▶ _Task instructions_
Write out the lines of the entries below, from the line containing "figure and supply the bounding box coordinates." through the end of the entries, as a JSON list of strings with one string per line and no blank lines.

********************

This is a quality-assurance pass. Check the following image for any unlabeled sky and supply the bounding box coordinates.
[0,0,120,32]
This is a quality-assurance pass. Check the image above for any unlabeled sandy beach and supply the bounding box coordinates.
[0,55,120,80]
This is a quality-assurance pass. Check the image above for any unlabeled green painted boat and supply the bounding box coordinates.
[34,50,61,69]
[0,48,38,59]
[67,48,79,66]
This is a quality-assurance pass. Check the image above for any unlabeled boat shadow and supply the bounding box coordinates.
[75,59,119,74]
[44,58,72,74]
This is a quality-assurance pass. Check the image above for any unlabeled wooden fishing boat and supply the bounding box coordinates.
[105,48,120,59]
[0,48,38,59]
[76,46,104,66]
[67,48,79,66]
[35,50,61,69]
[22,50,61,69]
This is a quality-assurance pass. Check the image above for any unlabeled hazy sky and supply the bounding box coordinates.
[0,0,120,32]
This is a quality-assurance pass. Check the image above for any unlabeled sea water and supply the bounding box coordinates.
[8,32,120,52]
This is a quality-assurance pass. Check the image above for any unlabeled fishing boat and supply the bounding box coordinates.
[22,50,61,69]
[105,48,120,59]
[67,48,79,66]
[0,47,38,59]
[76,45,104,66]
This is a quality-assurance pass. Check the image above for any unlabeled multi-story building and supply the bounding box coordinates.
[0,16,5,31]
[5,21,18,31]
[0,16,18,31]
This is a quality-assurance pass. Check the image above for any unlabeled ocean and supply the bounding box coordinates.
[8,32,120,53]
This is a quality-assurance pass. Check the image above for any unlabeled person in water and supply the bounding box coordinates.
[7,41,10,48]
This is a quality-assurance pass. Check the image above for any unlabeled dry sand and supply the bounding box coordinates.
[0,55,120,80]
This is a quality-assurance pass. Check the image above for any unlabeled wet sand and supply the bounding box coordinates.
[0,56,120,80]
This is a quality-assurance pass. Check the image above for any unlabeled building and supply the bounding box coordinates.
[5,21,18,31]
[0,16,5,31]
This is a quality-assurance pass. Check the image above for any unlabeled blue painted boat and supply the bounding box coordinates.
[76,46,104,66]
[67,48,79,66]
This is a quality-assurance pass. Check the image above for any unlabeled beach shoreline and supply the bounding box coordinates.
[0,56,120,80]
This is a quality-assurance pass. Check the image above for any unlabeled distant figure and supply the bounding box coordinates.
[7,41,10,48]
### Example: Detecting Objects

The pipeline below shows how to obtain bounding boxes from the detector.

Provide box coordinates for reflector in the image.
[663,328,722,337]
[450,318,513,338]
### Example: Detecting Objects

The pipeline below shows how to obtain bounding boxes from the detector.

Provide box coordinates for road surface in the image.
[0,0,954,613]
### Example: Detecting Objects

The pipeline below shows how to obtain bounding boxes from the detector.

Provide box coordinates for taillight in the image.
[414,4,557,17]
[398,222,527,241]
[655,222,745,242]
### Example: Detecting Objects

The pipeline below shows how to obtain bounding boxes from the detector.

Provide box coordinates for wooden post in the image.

********************

▶ _Output of the exercise_
[
  "This is a quality-assurance pass. Check the image above for any unlabeled distant figure and supply the bounding box coordinates.",
  "[7,41,10,48]",
  "### Example: Detecting Objects",
  "The pipeline below shows how to obtain bounding boxes from the detector.",
  "Provide box coordinates for reflector in the image.",
  "[663,328,722,337]",
  "[450,318,513,338]",
  "### Example: Detecting Objects",
  "The pipeline below shows how to obtain bounding boxes from the detector.",
  "Provide box coordinates for road surface in the image.",
  "[0,0,954,613]",
  "### Example: Detecting Objects",
  "The pipeline below shows how to obtain bounding boxes from the detector.",
  "Provide box coordinates for taillight in the image.",
  "[414,4,557,17]",
  "[398,222,527,241]",
  "[655,222,745,242]",
  "### Example: Detecting Objects",
  "The pipeline below shows how to obtain bounding boxes from the detector.",
  "Provide box coordinates for wooden post in the image."
]